### Supplied data
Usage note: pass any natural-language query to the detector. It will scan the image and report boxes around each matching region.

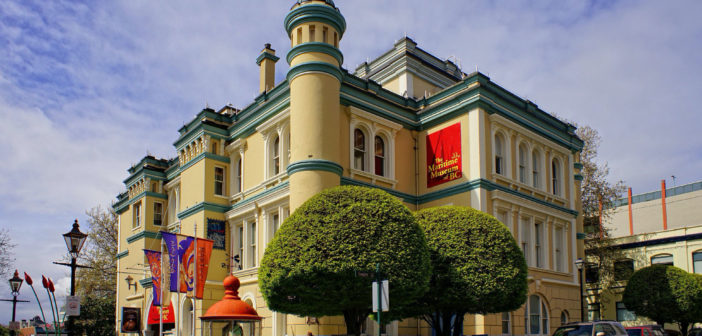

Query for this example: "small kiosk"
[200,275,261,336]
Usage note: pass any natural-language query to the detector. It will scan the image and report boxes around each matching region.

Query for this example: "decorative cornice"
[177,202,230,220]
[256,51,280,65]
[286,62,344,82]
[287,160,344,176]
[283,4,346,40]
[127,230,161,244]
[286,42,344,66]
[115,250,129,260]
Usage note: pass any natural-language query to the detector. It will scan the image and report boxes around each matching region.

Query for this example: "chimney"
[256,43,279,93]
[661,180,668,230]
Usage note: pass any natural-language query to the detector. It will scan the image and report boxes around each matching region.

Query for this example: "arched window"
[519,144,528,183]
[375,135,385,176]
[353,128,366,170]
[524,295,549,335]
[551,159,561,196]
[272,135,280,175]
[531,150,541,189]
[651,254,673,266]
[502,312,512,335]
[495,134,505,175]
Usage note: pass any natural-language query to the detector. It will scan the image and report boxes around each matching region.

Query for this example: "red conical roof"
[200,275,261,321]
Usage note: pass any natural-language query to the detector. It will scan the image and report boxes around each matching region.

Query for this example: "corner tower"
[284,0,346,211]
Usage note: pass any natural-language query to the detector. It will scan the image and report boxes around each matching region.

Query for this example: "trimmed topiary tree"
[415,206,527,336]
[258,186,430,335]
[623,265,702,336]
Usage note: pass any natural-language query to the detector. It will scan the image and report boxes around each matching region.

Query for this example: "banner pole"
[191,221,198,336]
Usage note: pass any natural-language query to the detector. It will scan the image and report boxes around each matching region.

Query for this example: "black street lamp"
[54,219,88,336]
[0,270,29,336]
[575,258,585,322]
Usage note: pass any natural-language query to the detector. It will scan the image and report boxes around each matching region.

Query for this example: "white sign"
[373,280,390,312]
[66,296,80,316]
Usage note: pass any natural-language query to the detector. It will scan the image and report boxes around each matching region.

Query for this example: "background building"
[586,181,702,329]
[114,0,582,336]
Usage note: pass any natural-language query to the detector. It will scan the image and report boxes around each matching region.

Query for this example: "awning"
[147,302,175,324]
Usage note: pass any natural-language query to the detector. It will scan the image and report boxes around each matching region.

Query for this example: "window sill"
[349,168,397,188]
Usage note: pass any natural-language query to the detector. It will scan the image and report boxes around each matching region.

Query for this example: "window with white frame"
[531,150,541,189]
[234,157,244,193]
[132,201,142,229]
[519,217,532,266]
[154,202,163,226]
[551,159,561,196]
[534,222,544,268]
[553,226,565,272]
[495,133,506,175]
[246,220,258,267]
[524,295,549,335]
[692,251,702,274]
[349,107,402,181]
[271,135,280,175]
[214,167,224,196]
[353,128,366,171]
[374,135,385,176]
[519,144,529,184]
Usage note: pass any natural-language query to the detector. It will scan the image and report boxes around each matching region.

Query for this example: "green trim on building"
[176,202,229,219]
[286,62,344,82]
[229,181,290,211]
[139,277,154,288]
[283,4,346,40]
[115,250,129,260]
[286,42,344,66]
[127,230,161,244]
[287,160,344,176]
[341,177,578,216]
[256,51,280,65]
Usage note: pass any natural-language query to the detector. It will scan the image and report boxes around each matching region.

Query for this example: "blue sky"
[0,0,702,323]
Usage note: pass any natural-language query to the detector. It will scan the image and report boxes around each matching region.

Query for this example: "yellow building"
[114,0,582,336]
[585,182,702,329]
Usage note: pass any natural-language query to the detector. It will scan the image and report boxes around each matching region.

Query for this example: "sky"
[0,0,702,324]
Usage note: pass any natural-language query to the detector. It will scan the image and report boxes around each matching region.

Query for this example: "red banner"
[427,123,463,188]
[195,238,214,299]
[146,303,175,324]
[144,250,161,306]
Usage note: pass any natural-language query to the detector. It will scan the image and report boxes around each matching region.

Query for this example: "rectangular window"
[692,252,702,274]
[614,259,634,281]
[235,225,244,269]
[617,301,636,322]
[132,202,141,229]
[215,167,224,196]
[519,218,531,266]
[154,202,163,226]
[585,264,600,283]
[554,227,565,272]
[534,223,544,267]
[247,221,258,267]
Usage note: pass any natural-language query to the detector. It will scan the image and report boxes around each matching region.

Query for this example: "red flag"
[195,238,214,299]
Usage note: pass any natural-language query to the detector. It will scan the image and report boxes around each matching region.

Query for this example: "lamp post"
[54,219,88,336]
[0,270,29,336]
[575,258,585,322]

### Instruction
Can you copy out all of the material above word for word, leaving out any pictures?

### Result of this task
Usage note: pass any natural-language query to the detector. It will scan the image and report boxes around each matching region.


Query for this example: "small kiosk"
[200,275,261,336]
Usage note: pass any natural-language query to the detector. It will scan the image and report boxes around each matching region.

Query for this example: "decorative cornice"
[177,202,230,220]
[256,51,280,65]
[286,62,344,82]
[287,160,344,176]
[283,4,346,40]
[127,230,161,244]
[286,42,344,66]
[115,250,129,260]
Usage note: pass any natural-language query to the detector. It will scan the image and report boxes around each matching region.

Query for this example: "chimney"
[256,43,279,93]
[661,180,668,230]
Usage note: pass any natural-language query to the detector. It will scan the image and report boxes around each matching region.

Query for this example: "arched window"
[519,144,528,183]
[375,135,385,176]
[353,128,366,170]
[524,295,549,335]
[551,159,561,196]
[272,135,280,175]
[531,150,541,189]
[651,254,673,266]
[502,312,512,335]
[495,134,505,175]
Usage note: pass any natural-language query to the detector. It will scan the image and report boxes around each matching region.

Query for this example: "red conical roof"
[200,275,261,321]
Usage note: pass any natural-language query to the detector. It will scan the image and report boxes around each matching region.

Query for this example: "corner tower"
[284,0,346,211]
Usage note: pass any natural-language query to the detector. It will scan the image and report boxes around each matching region.

Query for this example: "trimmed topiary tree"
[415,206,527,336]
[258,186,430,335]
[623,265,702,336]
Usage note: pass any natural-language query to the detector. It will scan the image and report boxes around each matching region.

Query for this example: "banner pole"
[191,221,198,336]
Usage note: pass any natural-language query to the detector. It will scan the image and report boxes around each matching region.

Query for this example: "black street lamp"
[54,219,88,336]
[0,270,29,336]
[575,258,585,322]
Usage note: pass any natural-language query to the detector. It will scan the image and report boxes around each matching region.

Query for this example: "white sign"
[373,280,390,312]
[66,296,80,316]
Usage note: pass any natural-language query to the detector. It will scan the image and report boxes around each matching region.

Query for this example: "background building"
[586,181,702,329]
[114,0,582,336]
Usage note: pass any natural-language query to the detector. It will scan the image and report boxes around each matching region.

Query for this example: "awning"
[147,302,175,324]
Usage note: pass any natural-language query to the detector. It will scan the image and report boxes around each matching region.

Query for this example: "window sill"
[349,168,397,188]
Usage note: pass any natural-language query to the detector. It will scan the image and report boxes around each matching region.

Query for this example: "window with white frame"
[531,150,541,189]
[234,157,244,193]
[132,201,142,229]
[519,217,532,266]
[154,202,163,226]
[551,159,561,196]
[534,222,544,268]
[553,226,565,272]
[495,133,506,175]
[246,220,258,267]
[524,295,549,335]
[692,251,702,274]
[349,107,402,181]
[271,135,280,175]
[214,167,224,196]
[353,128,366,171]
[374,135,385,176]
[519,144,529,184]
Usage note: pass any natural-language query to the detector. It will scan the image and report boxes around each matching region.

Query for this example: "green trim on building"
[176,202,229,219]
[286,62,344,82]
[229,181,290,211]
[139,277,154,288]
[283,4,346,40]
[115,250,129,260]
[286,42,344,66]
[127,230,161,244]
[287,160,344,176]
[341,177,578,216]
[256,51,280,65]
Usage note: pass any natural-language query to the detector. It will scan the image and report boxes around each matching region.

Query for this example: "blue sky"
[0,0,702,323]
Usage note: pass any natural-language query to the detector. It will scan the image and report boxes around each matching region.

Query for this example: "yellow building"
[114,0,582,336]
[585,182,702,329]
Usage note: pass any natural-language query to the detector. It will scan the image and report boxes around each matching region.

Query for this example: "sky"
[0,0,702,324]
Usage note: pass any natural-language query to the detector. It will scan the image and report boxes around each matching region.

Query for this example: "red banner"
[427,123,463,188]
[195,238,214,299]
[146,303,175,324]
[144,250,161,306]
Usage note: pass any natural-language query to the detector. It will scan the image and report boxes around each matching region.

Query for this example: "rectangular window"
[692,252,702,274]
[614,259,634,281]
[235,225,244,269]
[617,301,636,322]
[132,202,141,229]
[215,167,224,196]
[519,218,531,266]
[154,202,163,226]
[585,264,600,283]
[554,227,565,272]
[534,223,544,267]
[247,221,258,267]
Usage note: pass any natural-language query to the detector. It will scan the image and report boxes around each matching region.

Query for this example: "red flag"
[195,238,214,299]
Usage note: pass any natural-language query to the detector. It will scan the image and report boxes around each matching region.

Query for this example: "lamp post"
[54,219,88,336]
[0,270,29,336]
[575,258,585,322]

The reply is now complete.